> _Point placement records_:
-- start --

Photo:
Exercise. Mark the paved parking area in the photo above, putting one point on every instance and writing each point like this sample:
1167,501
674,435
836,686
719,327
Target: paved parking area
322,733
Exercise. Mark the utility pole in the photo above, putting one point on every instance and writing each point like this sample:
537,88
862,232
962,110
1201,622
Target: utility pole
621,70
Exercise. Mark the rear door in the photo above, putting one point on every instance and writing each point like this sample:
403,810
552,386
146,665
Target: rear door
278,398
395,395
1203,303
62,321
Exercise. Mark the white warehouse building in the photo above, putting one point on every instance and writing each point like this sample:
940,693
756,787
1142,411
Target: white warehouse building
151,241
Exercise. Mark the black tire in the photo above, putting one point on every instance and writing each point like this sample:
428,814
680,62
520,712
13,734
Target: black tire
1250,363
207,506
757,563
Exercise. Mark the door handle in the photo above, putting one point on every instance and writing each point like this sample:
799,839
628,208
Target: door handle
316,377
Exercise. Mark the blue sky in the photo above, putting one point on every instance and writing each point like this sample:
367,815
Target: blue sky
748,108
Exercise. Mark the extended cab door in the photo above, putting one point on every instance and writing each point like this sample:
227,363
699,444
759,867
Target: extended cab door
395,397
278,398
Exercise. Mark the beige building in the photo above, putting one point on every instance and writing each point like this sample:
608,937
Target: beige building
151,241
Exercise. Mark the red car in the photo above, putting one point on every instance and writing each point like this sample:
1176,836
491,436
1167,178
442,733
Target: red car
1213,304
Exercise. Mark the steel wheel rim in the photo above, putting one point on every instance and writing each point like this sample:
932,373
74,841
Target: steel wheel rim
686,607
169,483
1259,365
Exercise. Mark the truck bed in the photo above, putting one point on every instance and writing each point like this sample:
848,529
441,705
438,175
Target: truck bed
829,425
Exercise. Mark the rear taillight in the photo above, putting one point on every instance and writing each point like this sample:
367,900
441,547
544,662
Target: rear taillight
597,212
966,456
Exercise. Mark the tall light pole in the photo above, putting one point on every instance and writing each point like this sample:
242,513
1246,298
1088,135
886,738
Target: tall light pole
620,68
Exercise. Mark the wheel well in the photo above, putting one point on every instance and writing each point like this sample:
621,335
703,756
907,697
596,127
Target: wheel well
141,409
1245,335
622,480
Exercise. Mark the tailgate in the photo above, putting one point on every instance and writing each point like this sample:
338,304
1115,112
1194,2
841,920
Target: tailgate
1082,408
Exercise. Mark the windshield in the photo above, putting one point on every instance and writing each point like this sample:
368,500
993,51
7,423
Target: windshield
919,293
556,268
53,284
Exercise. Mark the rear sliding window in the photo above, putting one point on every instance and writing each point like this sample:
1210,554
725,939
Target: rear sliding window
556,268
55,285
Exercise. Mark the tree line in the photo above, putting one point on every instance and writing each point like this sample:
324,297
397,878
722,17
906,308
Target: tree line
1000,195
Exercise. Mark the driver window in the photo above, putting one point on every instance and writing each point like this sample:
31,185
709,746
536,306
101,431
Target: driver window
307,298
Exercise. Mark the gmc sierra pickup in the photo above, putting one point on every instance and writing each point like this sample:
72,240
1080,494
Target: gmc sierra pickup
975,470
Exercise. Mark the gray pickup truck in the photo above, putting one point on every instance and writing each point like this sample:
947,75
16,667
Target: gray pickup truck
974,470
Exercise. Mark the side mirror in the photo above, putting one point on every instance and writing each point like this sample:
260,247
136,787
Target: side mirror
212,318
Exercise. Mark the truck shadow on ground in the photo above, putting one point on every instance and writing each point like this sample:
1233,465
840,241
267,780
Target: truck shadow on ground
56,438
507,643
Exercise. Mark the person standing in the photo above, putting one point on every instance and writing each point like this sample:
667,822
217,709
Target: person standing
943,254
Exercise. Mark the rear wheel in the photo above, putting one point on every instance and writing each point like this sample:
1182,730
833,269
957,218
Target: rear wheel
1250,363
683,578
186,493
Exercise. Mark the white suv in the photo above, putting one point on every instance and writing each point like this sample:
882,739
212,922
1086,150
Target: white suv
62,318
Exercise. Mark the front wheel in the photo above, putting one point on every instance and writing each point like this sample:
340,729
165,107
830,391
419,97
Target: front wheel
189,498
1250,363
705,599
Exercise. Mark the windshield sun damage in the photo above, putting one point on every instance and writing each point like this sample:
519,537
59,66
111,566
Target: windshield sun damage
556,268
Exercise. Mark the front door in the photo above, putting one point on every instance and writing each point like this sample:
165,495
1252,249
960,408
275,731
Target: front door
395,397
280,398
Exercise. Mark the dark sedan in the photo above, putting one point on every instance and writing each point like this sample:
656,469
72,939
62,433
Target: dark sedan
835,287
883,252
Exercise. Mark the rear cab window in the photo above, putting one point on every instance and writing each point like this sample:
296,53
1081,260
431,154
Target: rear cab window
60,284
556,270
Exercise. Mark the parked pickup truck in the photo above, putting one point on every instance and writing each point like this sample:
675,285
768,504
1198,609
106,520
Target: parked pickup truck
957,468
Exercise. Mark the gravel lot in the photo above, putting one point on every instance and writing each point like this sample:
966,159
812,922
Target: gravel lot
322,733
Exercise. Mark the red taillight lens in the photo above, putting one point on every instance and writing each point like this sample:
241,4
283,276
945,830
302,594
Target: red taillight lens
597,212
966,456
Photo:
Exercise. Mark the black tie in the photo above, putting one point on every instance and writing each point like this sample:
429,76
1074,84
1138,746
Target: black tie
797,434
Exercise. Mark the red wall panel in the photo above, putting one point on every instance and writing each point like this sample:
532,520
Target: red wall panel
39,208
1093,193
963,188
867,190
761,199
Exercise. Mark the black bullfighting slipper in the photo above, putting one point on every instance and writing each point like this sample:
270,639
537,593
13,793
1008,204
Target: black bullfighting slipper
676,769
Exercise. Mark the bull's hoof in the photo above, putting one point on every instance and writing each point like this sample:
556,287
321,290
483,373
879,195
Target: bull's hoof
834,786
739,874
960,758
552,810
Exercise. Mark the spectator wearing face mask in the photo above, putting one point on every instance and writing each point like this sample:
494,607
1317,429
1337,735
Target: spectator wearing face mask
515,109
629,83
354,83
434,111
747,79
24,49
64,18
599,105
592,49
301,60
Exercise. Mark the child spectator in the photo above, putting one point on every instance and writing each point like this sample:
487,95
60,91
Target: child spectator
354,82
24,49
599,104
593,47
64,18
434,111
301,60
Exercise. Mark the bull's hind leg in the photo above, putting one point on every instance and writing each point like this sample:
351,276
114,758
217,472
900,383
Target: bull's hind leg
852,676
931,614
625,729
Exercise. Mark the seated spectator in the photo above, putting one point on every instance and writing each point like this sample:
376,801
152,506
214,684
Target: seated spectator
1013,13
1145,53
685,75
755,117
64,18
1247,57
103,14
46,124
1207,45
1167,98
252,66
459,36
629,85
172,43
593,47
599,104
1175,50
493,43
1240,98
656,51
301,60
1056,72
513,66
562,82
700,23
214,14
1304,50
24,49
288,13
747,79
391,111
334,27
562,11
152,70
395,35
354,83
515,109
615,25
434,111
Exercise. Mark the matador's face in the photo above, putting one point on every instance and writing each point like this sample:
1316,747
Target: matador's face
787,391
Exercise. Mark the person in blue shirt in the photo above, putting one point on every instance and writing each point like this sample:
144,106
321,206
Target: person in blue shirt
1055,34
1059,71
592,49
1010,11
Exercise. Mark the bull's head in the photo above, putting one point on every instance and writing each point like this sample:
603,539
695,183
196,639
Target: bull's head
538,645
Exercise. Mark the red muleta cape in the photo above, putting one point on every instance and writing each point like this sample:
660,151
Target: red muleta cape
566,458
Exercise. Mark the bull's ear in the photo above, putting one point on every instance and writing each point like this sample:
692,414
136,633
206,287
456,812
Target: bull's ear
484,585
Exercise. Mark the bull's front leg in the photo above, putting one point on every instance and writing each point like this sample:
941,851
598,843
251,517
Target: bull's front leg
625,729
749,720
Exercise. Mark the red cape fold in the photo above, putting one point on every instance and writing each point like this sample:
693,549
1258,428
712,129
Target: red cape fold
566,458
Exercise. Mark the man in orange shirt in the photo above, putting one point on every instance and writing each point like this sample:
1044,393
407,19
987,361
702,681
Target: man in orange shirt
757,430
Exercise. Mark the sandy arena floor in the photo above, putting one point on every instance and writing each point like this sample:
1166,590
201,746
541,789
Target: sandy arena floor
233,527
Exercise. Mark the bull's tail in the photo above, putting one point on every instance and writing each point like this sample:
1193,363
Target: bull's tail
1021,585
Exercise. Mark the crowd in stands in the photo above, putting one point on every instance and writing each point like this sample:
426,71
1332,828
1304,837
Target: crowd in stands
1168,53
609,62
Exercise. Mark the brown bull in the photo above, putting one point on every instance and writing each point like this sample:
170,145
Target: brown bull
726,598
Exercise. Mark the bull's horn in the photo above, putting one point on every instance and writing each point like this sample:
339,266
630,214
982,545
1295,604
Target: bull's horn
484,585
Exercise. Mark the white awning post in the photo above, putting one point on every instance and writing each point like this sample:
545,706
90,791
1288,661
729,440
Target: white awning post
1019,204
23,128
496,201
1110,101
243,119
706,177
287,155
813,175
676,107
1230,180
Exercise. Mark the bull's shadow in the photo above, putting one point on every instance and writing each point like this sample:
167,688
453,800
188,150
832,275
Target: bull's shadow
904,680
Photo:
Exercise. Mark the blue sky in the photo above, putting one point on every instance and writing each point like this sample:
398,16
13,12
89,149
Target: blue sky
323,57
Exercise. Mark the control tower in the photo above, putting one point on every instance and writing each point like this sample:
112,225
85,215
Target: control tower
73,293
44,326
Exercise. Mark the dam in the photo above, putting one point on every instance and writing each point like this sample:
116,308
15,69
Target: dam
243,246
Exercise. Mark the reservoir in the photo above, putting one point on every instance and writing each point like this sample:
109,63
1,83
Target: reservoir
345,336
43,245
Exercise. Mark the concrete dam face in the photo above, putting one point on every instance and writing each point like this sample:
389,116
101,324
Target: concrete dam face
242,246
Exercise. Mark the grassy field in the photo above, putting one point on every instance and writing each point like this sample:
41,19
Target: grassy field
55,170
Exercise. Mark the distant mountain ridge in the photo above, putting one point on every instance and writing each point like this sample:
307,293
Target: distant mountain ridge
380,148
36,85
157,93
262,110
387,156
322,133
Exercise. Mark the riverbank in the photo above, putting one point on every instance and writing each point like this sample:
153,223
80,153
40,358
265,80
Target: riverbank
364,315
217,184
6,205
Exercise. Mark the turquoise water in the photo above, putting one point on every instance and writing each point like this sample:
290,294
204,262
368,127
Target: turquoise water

-- end --

> _What the task asks_:
Write out exactly the lines starting with the one that holds "Exercise. Mark the bull's shadow" and running through the last line above.

> _Solution_:
Exercise. Mark the bull's shadow in the photo above, putting one point on every instance and writing each point like this sample:
167,688
453,800
188,150
832,275
Target: bull's shadow
904,680
Photo:
Exercise. Mark the blue sky in the photo above, putting one point on every instance and writing each point like this sample:
398,16
13,12
89,149
Target: blue sky
323,57
Exercise. Mark the control tower in the photo above, putting one point on every instance and writing each point like this sample:
112,225
85,215
Target: control tower
73,293
44,326
Exercise. Mark the dam in the photo above, putting one point on every instance and writing each point like this sample:
116,308
15,69
Target: dam
243,246
Exercise. Mark the reservoir in the photo above, putting one point on every instance and writing each point like this sample:
109,63
1,83
Target: reservoir
345,336
43,245
Exercise. Mark the concrete dam face in the photo above, putting one point on every instance and writing each point like this sample:
389,116
101,324
Target: concrete dam face
242,246
Exercise. Mark the grassy field in the photo above, putting one point on every instance and writing each point like this sample:
41,19
Target: grassy field
55,170
Exercise. Mark the distant mountain ridge in the photo above, putting one point on every instance and writing each point like this sample:
307,293
Target: distant mountain ridge
380,148
36,85
157,93
262,110
387,156
322,133
Exercise. Mark the riverbank in the photo above, putting one point on every instance and writing each point like this sample:
153,223
80,153
40,358
265,80
Target: riverbank
364,315
217,184
6,205
Exercise. Mark the turquoise water in the photo above, putting one point on every instance and writing each point like this sample:
290,294
204,262
368,127
Target: turquoise water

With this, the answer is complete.